- [AIM]
Copy every one of the records below word for word, but leave out the pictures.

- [RECORDS FOR THE EXERCISE]
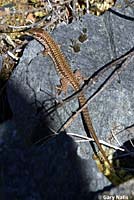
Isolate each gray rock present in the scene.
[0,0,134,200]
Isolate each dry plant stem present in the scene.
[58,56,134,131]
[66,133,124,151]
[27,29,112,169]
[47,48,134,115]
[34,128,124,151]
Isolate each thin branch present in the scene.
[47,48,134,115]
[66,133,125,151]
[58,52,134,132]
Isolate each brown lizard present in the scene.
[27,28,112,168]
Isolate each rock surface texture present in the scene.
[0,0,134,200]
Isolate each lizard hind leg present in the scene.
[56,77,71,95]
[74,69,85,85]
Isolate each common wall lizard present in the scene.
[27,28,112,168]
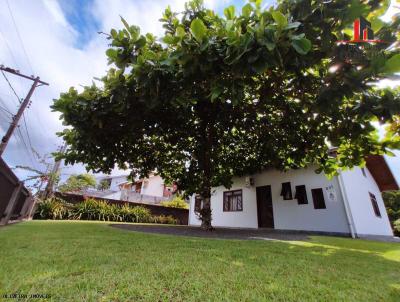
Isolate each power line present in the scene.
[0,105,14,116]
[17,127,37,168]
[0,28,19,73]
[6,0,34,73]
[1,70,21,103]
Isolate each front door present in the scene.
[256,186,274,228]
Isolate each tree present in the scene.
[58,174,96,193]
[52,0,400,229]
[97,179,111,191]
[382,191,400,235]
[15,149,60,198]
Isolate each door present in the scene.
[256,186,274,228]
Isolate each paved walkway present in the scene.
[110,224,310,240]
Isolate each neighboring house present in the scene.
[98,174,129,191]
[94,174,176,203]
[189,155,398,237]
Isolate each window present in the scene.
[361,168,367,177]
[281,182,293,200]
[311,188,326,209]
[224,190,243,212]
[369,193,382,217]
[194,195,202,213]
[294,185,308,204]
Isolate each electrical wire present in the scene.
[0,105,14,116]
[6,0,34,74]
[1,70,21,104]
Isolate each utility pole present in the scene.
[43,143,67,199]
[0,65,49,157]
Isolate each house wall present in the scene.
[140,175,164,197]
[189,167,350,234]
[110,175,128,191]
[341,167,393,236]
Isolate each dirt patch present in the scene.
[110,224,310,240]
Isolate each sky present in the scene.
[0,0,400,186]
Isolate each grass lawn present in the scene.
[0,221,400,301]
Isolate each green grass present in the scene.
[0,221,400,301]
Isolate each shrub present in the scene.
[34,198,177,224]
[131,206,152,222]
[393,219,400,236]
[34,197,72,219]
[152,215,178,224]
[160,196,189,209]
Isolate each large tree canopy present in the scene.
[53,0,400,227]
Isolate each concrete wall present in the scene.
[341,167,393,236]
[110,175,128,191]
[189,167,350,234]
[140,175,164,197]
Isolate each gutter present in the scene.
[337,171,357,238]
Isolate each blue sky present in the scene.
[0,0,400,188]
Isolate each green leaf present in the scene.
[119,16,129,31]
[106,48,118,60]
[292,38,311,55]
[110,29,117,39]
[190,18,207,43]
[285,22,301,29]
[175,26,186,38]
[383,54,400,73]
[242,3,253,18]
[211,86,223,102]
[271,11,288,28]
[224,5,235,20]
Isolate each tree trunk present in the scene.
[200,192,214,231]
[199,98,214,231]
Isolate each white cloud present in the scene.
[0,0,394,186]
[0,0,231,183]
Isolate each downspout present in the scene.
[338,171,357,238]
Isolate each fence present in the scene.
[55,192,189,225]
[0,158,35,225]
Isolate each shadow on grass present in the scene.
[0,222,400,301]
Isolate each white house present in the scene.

- [COMPLETED EXERCISE]
Isolate each gray rock present in the scene.
[0,0,134,200]
Isolate each dry plant stem present in the scene.
[58,56,134,131]
[66,133,124,151]
[27,29,112,169]
[47,48,134,115]
[34,128,124,151]
Isolate each thin branch present in the scene.
[47,48,134,115]
[66,133,125,151]
[58,52,134,132]
Isolate each brown lizard present in the scene.
[27,28,112,168]
Isolate each rock surface texture present in the scene.
[0,0,134,200]
Isolate each lizard hind leg present in the scene.
[56,77,71,95]
[74,69,85,85]
Isolate each common wall lizard present in the scene.
[27,28,112,168]
Isolate each power line present in the scene.
[0,105,14,116]
[17,127,37,168]
[0,28,19,73]
[6,0,34,73]
[1,70,21,103]
Isolate each front door present in the scene.
[256,186,274,228]
Isolate each tree present in the scene.
[58,174,96,193]
[52,0,400,229]
[97,179,111,191]
[382,191,400,235]
[15,149,60,198]
Isolate each door present in the scene.
[256,186,274,228]
Isolate each paved walkway present in the scene.
[110,224,310,240]
Isolate each neighboring house present in the scene.
[98,174,129,191]
[94,174,176,203]
[189,155,398,237]
Isolate each window present in the scene.
[361,168,367,177]
[281,182,293,200]
[311,188,326,209]
[224,190,243,212]
[369,193,382,217]
[194,195,202,213]
[294,185,308,204]
Isolate each electrical wire present in the scene.
[0,105,14,116]
[6,0,34,74]
[1,70,21,104]
Isolate each utility pole present in the scene.
[43,143,67,199]
[0,65,49,157]
Isolate each house wall present in the scene.
[140,175,164,197]
[189,167,350,234]
[110,175,128,191]
[341,167,393,236]
Isolate each dirt patch present in the scene.
[110,224,310,240]
Isolate each sky present in the scene.
[0,0,400,186]
Isolate each grass lawn present in the scene.
[0,221,400,301]
Isolate each green grass present in the scene.
[0,221,400,301]
Isolate each shrub present in the scene.
[34,198,177,224]
[131,206,152,222]
[393,219,400,236]
[34,197,72,219]
[152,215,178,224]
[160,196,189,209]
Isolate each large tree canopy present in the scene.
[53,0,400,227]
Isolate each concrete wall present in the scene.
[341,167,393,236]
[110,175,128,191]
[189,167,350,234]
[140,175,164,197]
Isolate each gutter present in the scene.
[337,171,357,238]
Isolate each blue sky present in the scene.
[0,0,400,188]
Isolate each green leaf present in the scene.
[119,16,129,31]
[106,48,118,60]
[292,38,311,55]
[110,29,117,39]
[190,18,207,43]
[285,22,301,29]
[175,26,186,38]
[383,54,400,73]
[242,3,253,18]
[211,86,223,102]
[271,11,288,28]
[224,5,235,20]
Isolate each tree trunk present in the scene.
[200,192,214,231]
[199,98,214,231]
Isolate each white cloud present in the scene.
[0,0,394,186]
[0,0,231,183]
Isolate each downspout present in the scene.
[338,171,357,238]
Isolate each fence present in the scene.
[55,192,189,225]
[0,158,35,225]
Isolate each shadow on grass present in the scene.
[0,222,400,301]
Isolate each white house present in the scene.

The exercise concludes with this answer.